Passage fourni =>
========================================================================

Décision nette et digne de Charles de Foucauld : ne pas quitter Tamanrasset, ni les pauvres harratin, pour l’insuffisante raison qu’il peut y avoir, d’un moment à l’autre, une incursion tentée par les Senoussistes ; mais si les soldats du poste de Motylinski sont les premiers attaqués, se joindre à eux. Dans tous les cas, être au danger. En attendant ne rien changer à ses habitudes, « garder une attitude de confiance et de sourire ».

Dès le lendemain, Charles de Foucauld part pour Fort-Motylinski, pour choisir le lieu défendable où se retirerait, en cas d’attaque, la petite garnison du bordj. Avec ses 4 Français et ses 30 indigènes, le sous-lieutenant Constant, commandant le poste, organise un réduit inexpugnable, à l’entrée des gorges de Tarhaouhaout. Cinq postes de vedettes sont établis, pour que Tamanrasset et Motylinski soient avisés de l’approche de l’ennemi.

Les menaces étaient trop graves pour que l’autorité militaire ne songeât pas à protéger le Père de Foucauld, et les Touareg ou leurs serviteurs, ralliés à notre cause, et qui habitaient Tamanrasset. Au début de 1916, elle avait fait commencer, sur les plans et sous la direction du Père, la construction d’un fortin. L’ermite changea de domicile le 23 juin. On va voir que toutes les précautions avaient été prises pour que la petite forteresse pût soutenir un siège.

Elle formait un carré de seize mètres de côté, entouré d’un fossé de deux mètres de profondeur. Aux angles, elle était renforcée par quatre bastions garnis de créneaux, et à la terrasse desquels on montait par un escalier. Les murs avaient deux mètres d’épaisseur à la base, et cinq mètres de hauteur. Aucune ouverture extérieure, si ce n’est une porte très basse. Le danger était là : que la porte fût enfoncée ; que, par surprise, l’ennemi se glissât dans la place. On y avait paré autant que possible. La première porte ne permettait pas à un homme d’entrer debout ; il fallait se courber ; de plus, elle donnait accès dans un couloir étroit fermé par une seconde porte basse. Puis, en face de l’ouverture extérieure on avait élevé un mur solide, très rapproché de la façade, de sorte qu’il était impossible de tirer, de l’extérieur, sur une personne qui se fût trouvée devant la porte d’entrée.

L’intérieur était aménagé de manière à recevoir un groupe assez important de réfugiés et de combattants. Au centre de la cour carrée, un puits. Tout autour des chambres rectangulaires. Ainsi aménagé ce fortin était imprenable par une bande armée de fusils, et défendable par un ou deux hommes armés de grenades.

========================================================================

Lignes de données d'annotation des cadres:
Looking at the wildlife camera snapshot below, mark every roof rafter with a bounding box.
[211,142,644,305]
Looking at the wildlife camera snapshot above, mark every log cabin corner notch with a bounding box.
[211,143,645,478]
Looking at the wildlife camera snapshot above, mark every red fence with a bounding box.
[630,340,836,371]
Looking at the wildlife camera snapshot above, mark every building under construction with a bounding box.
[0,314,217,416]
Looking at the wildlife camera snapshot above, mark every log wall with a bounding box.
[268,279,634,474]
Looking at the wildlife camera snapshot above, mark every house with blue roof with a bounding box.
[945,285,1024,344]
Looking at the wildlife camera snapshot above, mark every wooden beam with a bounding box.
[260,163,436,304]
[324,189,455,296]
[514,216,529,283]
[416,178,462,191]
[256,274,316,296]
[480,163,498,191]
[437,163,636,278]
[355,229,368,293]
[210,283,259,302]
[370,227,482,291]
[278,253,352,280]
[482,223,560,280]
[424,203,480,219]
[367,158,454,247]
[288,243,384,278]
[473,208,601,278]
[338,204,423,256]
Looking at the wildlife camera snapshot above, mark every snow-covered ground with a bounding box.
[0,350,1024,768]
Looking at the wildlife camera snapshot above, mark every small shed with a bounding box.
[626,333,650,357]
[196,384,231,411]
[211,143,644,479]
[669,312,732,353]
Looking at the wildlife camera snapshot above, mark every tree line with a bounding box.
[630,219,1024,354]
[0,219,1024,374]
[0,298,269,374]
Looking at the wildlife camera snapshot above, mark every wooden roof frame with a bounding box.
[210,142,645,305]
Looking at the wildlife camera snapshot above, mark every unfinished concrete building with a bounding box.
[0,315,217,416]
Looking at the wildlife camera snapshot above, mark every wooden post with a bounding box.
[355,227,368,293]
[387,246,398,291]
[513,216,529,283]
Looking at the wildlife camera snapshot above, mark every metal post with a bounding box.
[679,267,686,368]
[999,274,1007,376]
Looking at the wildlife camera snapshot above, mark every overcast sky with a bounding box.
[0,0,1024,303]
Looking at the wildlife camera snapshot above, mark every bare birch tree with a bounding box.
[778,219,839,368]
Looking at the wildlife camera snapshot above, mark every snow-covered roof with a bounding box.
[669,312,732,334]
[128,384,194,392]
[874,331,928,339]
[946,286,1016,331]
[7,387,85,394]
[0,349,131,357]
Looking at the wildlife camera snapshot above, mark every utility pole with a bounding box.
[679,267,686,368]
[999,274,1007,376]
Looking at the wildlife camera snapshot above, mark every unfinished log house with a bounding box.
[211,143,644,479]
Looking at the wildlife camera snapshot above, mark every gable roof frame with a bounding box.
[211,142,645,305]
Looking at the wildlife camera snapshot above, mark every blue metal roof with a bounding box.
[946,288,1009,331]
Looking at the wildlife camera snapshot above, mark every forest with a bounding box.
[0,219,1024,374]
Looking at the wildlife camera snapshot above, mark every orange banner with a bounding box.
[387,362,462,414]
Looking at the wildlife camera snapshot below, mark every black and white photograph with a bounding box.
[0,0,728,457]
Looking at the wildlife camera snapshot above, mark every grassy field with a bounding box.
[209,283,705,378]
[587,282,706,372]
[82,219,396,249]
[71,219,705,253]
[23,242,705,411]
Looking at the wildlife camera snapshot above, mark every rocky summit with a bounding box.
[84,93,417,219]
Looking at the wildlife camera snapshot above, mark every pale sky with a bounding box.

========================================================================

Consigne donnée A => Relevez toutes les dimensions en mètres que le passage sur Charles de Foucauld donne pour le fortin.
Consigne donnée B => D'après le passage sur Charles de Foucauld, quel jour l'ermite a-t-il changé de domicile ?

Réponse complète A =>
- Un carré de seize mètres de côté
- Un fossé de deux mètres de profondeur
- Des murs de deux mètres d'épaisseur à la base
- Des murs de cinq mètres de hauteur

Réponse complète B => Le 23 juin.